Task goal: Could you copy the rows below word for word, from the line with "Look at the UI above and find the blue" through the line with "[720,156,790,211]", including both of those lines?

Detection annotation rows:
>>>
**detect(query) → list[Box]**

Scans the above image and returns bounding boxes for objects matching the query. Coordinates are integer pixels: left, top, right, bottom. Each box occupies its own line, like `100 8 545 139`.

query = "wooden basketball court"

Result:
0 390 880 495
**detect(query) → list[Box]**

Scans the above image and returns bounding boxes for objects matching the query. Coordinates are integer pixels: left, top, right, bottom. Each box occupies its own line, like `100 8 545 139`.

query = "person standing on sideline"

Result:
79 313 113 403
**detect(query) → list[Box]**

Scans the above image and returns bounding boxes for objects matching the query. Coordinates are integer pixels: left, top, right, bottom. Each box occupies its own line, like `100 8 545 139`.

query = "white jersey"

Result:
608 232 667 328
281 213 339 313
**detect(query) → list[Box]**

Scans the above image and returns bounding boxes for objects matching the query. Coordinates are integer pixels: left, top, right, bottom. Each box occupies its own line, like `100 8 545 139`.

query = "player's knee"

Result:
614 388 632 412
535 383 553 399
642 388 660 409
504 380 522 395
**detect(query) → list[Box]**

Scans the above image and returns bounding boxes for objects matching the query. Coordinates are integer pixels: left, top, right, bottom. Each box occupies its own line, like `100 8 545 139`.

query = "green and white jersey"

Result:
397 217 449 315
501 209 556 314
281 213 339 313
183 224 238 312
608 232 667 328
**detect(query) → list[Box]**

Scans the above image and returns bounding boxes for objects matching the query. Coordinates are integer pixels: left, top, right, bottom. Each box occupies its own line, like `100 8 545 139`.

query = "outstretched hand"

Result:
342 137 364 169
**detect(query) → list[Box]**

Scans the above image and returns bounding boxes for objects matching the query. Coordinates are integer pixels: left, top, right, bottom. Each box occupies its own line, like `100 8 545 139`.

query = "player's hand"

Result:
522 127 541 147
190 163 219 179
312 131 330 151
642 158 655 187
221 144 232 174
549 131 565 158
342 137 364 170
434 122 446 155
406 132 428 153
<<<
>>>
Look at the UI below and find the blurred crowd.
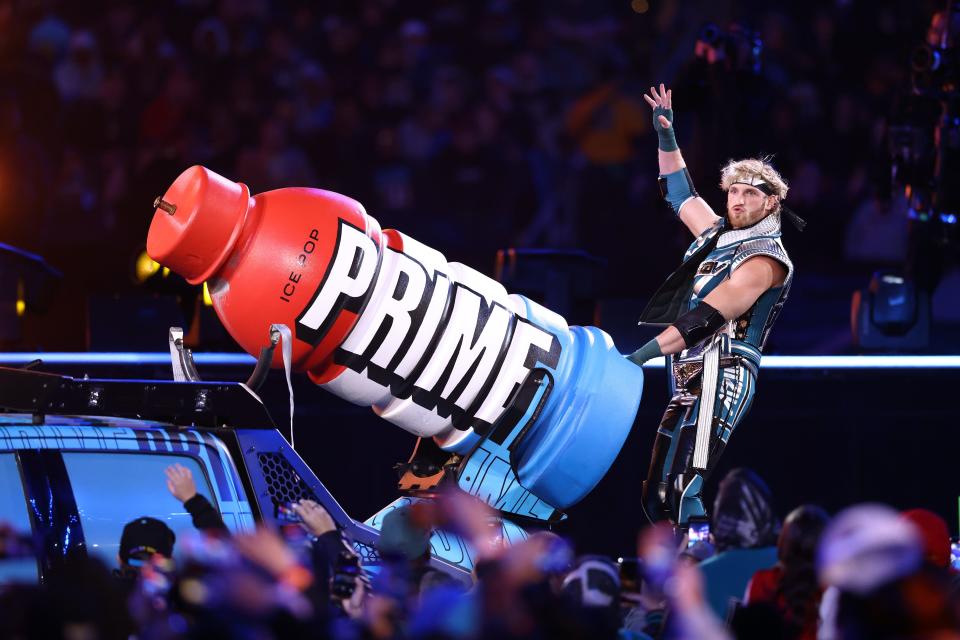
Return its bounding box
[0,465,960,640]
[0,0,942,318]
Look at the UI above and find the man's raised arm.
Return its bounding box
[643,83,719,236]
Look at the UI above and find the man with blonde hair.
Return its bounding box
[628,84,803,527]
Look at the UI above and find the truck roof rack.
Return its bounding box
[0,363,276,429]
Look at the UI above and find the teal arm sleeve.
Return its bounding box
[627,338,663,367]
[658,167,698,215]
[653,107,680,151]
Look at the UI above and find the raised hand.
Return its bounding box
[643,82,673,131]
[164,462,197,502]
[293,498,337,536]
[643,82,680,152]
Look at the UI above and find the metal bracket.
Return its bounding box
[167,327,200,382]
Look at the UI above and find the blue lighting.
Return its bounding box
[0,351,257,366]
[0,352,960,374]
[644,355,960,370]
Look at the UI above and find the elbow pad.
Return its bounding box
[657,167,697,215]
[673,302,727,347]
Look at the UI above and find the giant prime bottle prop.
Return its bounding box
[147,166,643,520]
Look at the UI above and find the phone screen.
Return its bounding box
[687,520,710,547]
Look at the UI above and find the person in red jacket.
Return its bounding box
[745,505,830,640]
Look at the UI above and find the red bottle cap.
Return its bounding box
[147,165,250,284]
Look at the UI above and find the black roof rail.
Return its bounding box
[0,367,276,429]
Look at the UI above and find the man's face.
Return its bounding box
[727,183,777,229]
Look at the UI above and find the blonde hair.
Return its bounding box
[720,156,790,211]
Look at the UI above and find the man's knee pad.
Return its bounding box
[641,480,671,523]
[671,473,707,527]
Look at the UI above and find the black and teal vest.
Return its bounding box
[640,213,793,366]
<<<
>>>
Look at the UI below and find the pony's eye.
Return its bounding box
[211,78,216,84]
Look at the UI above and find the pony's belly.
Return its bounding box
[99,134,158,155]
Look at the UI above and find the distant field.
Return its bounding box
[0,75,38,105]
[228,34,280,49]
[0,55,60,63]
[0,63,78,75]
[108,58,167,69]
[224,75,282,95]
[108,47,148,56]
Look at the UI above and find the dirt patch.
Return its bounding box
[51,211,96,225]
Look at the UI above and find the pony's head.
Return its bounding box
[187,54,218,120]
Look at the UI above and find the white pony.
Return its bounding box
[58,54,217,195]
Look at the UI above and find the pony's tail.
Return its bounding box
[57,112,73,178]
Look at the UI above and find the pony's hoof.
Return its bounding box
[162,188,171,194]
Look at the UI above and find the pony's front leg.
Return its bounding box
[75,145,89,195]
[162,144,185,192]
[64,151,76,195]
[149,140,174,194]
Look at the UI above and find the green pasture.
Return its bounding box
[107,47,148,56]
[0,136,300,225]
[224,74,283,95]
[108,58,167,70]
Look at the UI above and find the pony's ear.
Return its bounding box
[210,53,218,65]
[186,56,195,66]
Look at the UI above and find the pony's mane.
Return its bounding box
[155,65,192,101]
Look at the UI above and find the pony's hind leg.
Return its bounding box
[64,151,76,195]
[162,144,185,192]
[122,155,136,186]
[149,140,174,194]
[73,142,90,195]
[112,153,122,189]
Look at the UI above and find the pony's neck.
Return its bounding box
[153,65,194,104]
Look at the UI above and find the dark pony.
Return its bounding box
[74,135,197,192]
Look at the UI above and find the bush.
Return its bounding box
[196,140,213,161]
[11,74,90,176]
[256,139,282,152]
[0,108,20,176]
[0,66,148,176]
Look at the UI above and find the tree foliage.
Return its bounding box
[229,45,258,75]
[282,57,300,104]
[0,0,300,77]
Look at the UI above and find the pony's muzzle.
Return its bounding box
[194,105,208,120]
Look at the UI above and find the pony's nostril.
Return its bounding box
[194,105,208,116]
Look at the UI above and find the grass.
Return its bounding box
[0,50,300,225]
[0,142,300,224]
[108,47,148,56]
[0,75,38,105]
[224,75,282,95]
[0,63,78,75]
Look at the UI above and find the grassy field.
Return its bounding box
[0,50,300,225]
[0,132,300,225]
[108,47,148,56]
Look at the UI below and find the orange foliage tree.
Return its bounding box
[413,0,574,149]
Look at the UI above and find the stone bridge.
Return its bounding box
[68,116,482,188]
<<<
Answer in full:
Look at the UI above and find the blue lighting.
Return its bounding box
[0,351,257,366]
[0,352,960,374]
[644,355,960,370]
Look at the UI above and find the elbow pad.
Return its bounding box
[657,167,697,215]
[673,302,727,347]
Look at the UI above and find the giant prime bottle prop.
Return its bounding box
[147,166,643,520]
Look at the UI above and find the phone screen.
Return its bounding box
[687,520,710,547]
Look at the UI above and find the person in red jacket.
Return its bounding box
[745,505,830,640]
Look at the UI above and find the red bottle cap.
Return its bounding box
[147,165,250,284]
Look at the UI above and find the black roof rail.
Return its bounding box
[0,367,276,429]
Look at the UI above and find the man's face.
Return its bounding box
[727,183,777,229]
Look at the UI above and find the blonde hair.
Return its bounding box
[720,156,790,211]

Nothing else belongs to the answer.